Source data:
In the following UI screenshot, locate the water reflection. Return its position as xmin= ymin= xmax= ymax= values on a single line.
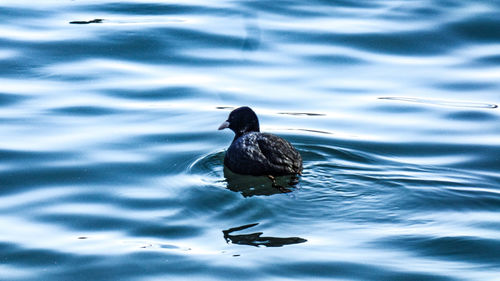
xmin=223 ymin=167 xmax=298 ymax=197
xmin=223 ymin=223 xmax=306 ymax=247
xmin=69 ymin=19 xmax=104 ymax=24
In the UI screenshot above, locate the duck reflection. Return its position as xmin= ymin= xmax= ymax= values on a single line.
xmin=223 ymin=167 xmax=298 ymax=197
xmin=223 ymin=223 xmax=306 ymax=247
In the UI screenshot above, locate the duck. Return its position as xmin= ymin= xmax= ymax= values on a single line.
xmin=218 ymin=107 xmax=302 ymax=180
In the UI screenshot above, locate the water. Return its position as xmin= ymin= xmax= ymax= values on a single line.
xmin=1 ymin=1 xmax=500 ymax=280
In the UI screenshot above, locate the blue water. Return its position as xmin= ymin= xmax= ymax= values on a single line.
xmin=1 ymin=1 xmax=500 ymax=280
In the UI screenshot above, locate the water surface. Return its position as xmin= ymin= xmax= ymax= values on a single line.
xmin=1 ymin=1 xmax=500 ymax=280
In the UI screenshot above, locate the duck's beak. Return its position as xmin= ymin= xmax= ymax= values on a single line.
xmin=218 ymin=121 xmax=230 ymax=130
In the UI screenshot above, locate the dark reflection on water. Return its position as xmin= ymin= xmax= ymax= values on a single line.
xmin=223 ymin=223 xmax=307 ymax=247
xmin=223 ymin=166 xmax=297 ymax=197
xmin=190 ymin=152 xmax=300 ymax=197
xmin=69 ymin=19 xmax=103 ymax=24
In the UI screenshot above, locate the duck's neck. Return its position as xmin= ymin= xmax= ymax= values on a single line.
xmin=231 ymin=119 xmax=260 ymax=142
xmin=232 ymin=128 xmax=259 ymax=143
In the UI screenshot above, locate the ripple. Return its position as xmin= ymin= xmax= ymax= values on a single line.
xmin=242 ymin=1 xmax=330 ymax=17
xmin=0 ymin=92 xmax=26 ymax=106
xmin=295 ymin=128 xmax=333 ymax=135
xmin=379 ymin=97 xmax=498 ymax=109
xmin=187 ymin=150 xmax=225 ymax=178
xmin=79 ymin=2 xmax=234 ymax=16
xmin=375 ymin=235 xmax=500 ymax=265
xmin=0 ymin=6 xmax=49 ymax=19
xmin=434 ymin=81 xmax=497 ymax=91
xmin=107 ymin=86 xmax=207 ymax=101
xmin=447 ymin=16 xmax=500 ymax=42
xmin=131 ymin=224 xmax=204 ymax=239
xmin=262 ymin=260 xmax=458 ymax=281
xmin=50 ymin=106 xmax=119 ymax=116
xmin=278 ymin=112 xmax=326 ymax=116
xmin=474 ymin=54 xmax=500 ymax=65
xmin=444 ymin=110 xmax=498 ymax=121
xmin=370 ymin=104 xmax=427 ymax=114
xmin=273 ymin=30 xmax=456 ymax=55
xmin=302 ymin=54 xmax=365 ymax=65
xmin=0 ymin=162 xmax=164 ymax=193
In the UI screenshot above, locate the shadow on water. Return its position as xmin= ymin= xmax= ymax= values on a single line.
xmin=223 ymin=223 xmax=306 ymax=247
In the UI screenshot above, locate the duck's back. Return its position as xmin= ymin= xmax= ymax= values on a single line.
xmin=224 ymin=132 xmax=302 ymax=176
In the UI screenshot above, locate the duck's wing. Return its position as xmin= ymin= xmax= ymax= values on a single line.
xmin=256 ymin=133 xmax=302 ymax=175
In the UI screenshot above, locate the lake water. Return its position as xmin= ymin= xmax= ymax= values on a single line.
xmin=1 ymin=1 xmax=500 ymax=280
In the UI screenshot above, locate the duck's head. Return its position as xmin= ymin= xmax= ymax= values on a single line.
xmin=218 ymin=106 xmax=260 ymax=137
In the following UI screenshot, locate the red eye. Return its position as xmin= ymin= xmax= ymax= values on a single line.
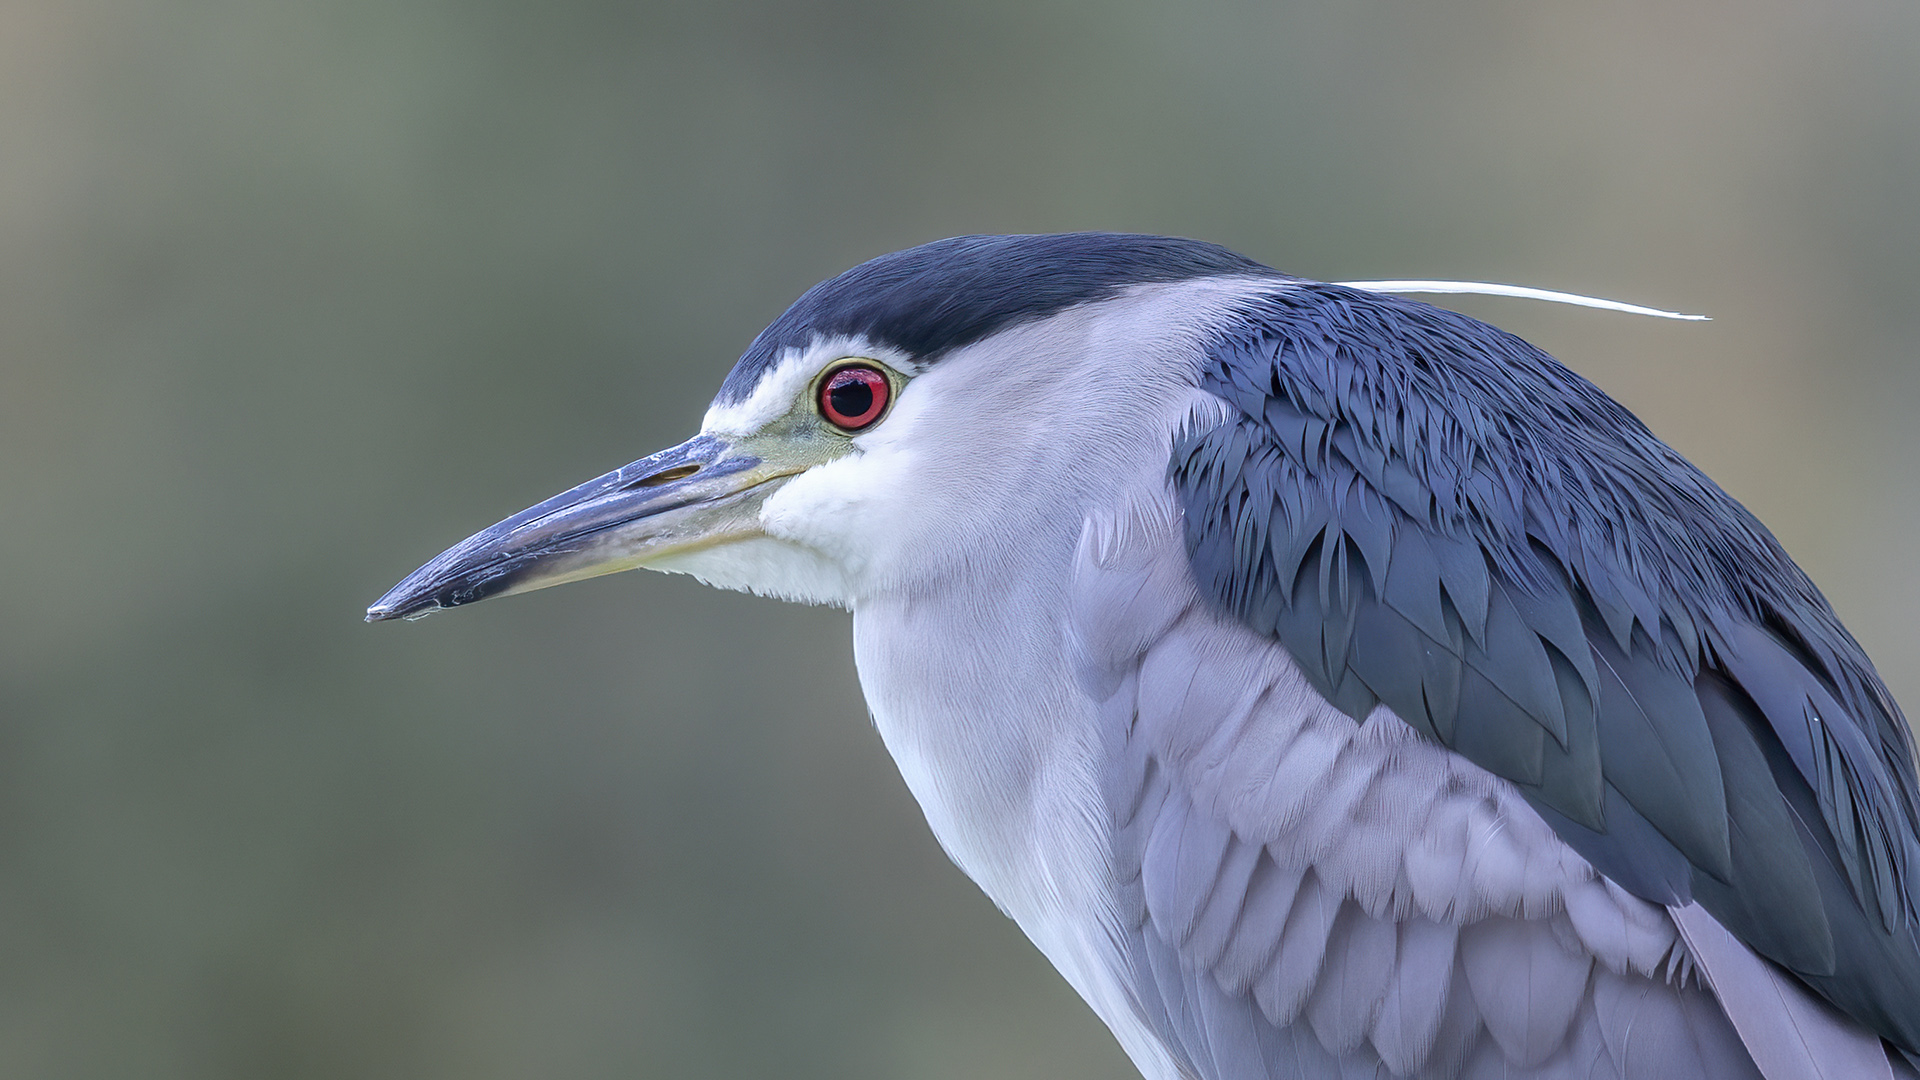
xmin=818 ymin=365 xmax=890 ymax=431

**Goal of the exercise**
Reproduce the complete set of records verbatim and omit the pictures.

**Response area**
In the following UI screenshot, locate the water reflection. Return its position as xmin= ymin= xmax= ymax= values on a single line.
xmin=223 ymin=167 xmax=298 ymax=197
xmin=223 ymin=223 xmax=306 ymax=247
xmin=69 ymin=19 xmax=104 ymax=24
In the UI screenshot above, locate the duck reflection. Return its position as xmin= ymin= xmax= ymax= values on a single line.
xmin=223 ymin=167 xmax=298 ymax=197
xmin=223 ymin=223 xmax=306 ymax=247
In the UI screenshot above, locate the duck. Return its position as xmin= ymin= xmax= ymax= values on a single line.
xmin=218 ymin=107 xmax=302 ymax=180
In the UI screenshot above, locate the water. Return its position as xmin= ymin= xmax= ymax= values on a single line.
xmin=1 ymin=1 xmax=500 ymax=280
In the UI screenshot above, locate the blue water. Return its position as xmin= ymin= xmax= ymax= values on a single line.
xmin=1 ymin=1 xmax=500 ymax=280
In the UI screenshot above, locate the water surface. Return its position as xmin= ymin= xmax= ymax= values on a single line.
xmin=1 ymin=1 xmax=500 ymax=280
In the UI screenshot above, locate the duck's beak. Return its position as xmin= ymin= xmax= ymax= values on a single line.
xmin=218 ymin=121 xmax=230 ymax=130
In the UI screenshot above, locate the dark reflection on water. Return its position as xmin= ymin= xmax= ymax= values on a single line.
xmin=223 ymin=223 xmax=307 ymax=247
xmin=223 ymin=166 xmax=297 ymax=197
xmin=190 ymin=152 xmax=300 ymax=197
xmin=69 ymin=19 xmax=103 ymax=24
In the UI screenshot above, locate the duck's neck. Return its position as xmin= ymin= xmax= ymax= values on a single line.
xmin=231 ymin=119 xmax=260 ymax=142
xmin=232 ymin=128 xmax=259 ymax=143
In the UI screenshot above, locate the ripple. Return its position as xmin= ymin= xmax= ymax= values on a single line.
xmin=242 ymin=1 xmax=330 ymax=17
xmin=0 ymin=92 xmax=26 ymax=106
xmin=295 ymin=128 xmax=333 ymax=135
xmin=379 ymin=97 xmax=498 ymax=109
xmin=187 ymin=150 xmax=225 ymax=178
xmin=79 ymin=2 xmax=234 ymax=16
xmin=375 ymin=235 xmax=500 ymax=265
xmin=0 ymin=6 xmax=49 ymax=19
xmin=434 ymin=81 xmax=497 ymax=91
xmin=107 ymin=86 xmax=207 ymax=101
xmin=447 ymin=16 xmax=500 ymax=42
xmin=131 ymin=224 xmax=204 ymax=239
xmin=262 ymin=260 xmax=458 ymax=281
xmin=50 ymin=106 xmax=119 ymax=116
xmin=278 ymin=112 xmax=326 ymax=116
xmin=474 ymin=54 xmax=500 ymax=65
xmin=444 ymin=110 xmax=498 ymax=121
xmin=370 ymin=104 xmax=427 ymax=114
xmin=273 ymin=30 xmax=456 ymax=55
xmin=302 ymin=54 xmax=365 ymax=65
xmin=0 ymin=162 xmax=164 ymax=193
In the UI screenshot above, locate the shadow on water. Return its position as xmin= ymin= xmax= ymax= values on a single line.
xmin=223 ymin=223 xmax=306 ymax=247
In the UI screenshot above, locate the duck's back. Return its position as xmin= ymin= xmax= ymax= values on a single line.
xmin=224 ymin=132 xmax=302 ymax=176
In the UI screenshot above, locate the duck's wing. Return its position as xmin= ymin= xmax= ymax= values on a single line.
xmin=256 ymin=133 xmax=302 ymax=175
In the UI screenshot above, locate the lake water. Return its position as xmin= ymin= xmax= ymax= values on a single line.
xmin=1 ymin=1 xmax=500 ymax=280
In the UI screenshot above, locate the duck's head. Return its position as xmin= ymin= xmax= ymax= values on a single line.
xmin=218 ymin=106 xmax=260 ymax=137
In the following UI screenshot, locate the red eye. Return its position as xmin= ymin= xmax= ymax= values on a single line.
xmin=818 ymin=365 xmax=890 ymax=431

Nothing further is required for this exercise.